### Excerto de origem
⟨

O QUE VIA NOSSO SENHOR DESDE A CRUZ

 

Fonte: FSSPX – Distrito da Espanha e Portugal

Elevado no alto do Calvário, pregado no madeiro entre o Céu e a terra, Nosso Senhor não sofria apenas no corpo, mas contemplava com os olhos da alma tudo o que se passava à Sua volta… e muito mais além. Desde a Cruz, Jesus via.

Via os Seus, via os inimigos, via os que choravam, os que fugiam, a Sua Mãe…
E também te via a ti.

Esta meditação convida-nos a entrar nesse momento sagrado, a olhar o mundo e a nossa própria vida com os olhos de Cristo crucificado, e a deixarmo-nos olhar por Ele com ternura e verdade.

Porque o Seu olhar não foi de acusação, mas de redenção.
Não foi de condenação, mas de compaixão.
E esse olhar… ainda hoje te procura.

1 – Via a cegueira do seu povo

Do alto da Cruz, Jesus não via apenas as pedras de Jerusalém… via os corações endurecidos do seu povo.

⟩

### Problema curto A
Na frase da meditação que começa por "Via os Seus", que pessoas ou grupos Jesus via desde a Cruz? Liste todos.
### Problema curto B
Traduza para inglês esta frase da meditação: "Porque o Seu olhar não foi de acusação, mas de redenção."
### Problema curto C
Transcreva, por favor, o trecho da meditação que começa nas palavras "Esta meditação convida-nos" e termina em "mas de redenção.".
Responda apenas com base na meditação.

### Dados recolhidos
⟨

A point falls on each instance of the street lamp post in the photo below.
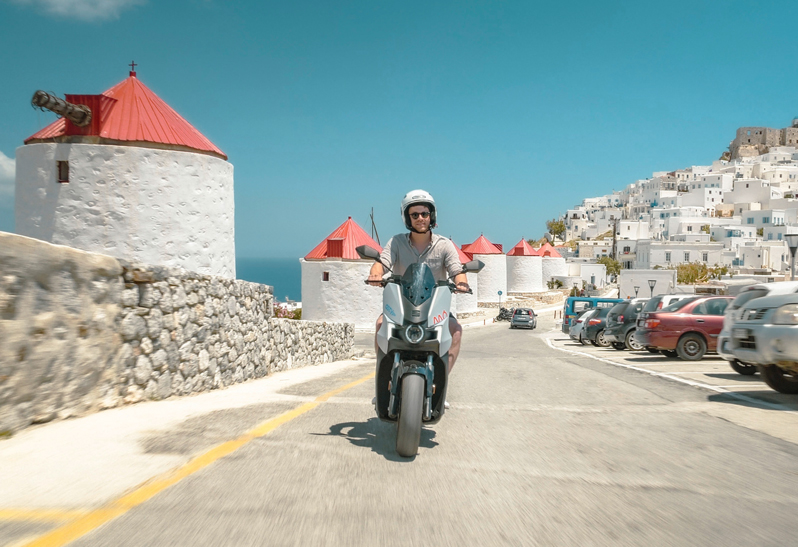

⟩

### Resposta do exercício A
os Seus
os inimigos
os que choravam
os que fugiam
a Sua Mãe

### Resposta do exercício B
Because His gaze was not one of accusation, but of redemption.

### Resposta do exercício C
Esta meditação convida-nos a entrar nesse momento sagrado, a olhar o mundo e a nossa própria vida com os olhos de Cristo crucificado, e a deixarmo-nos olhar por Ele com ternura e verdade.

Porque o Seu olhar não foi de acusação, mas de redenção.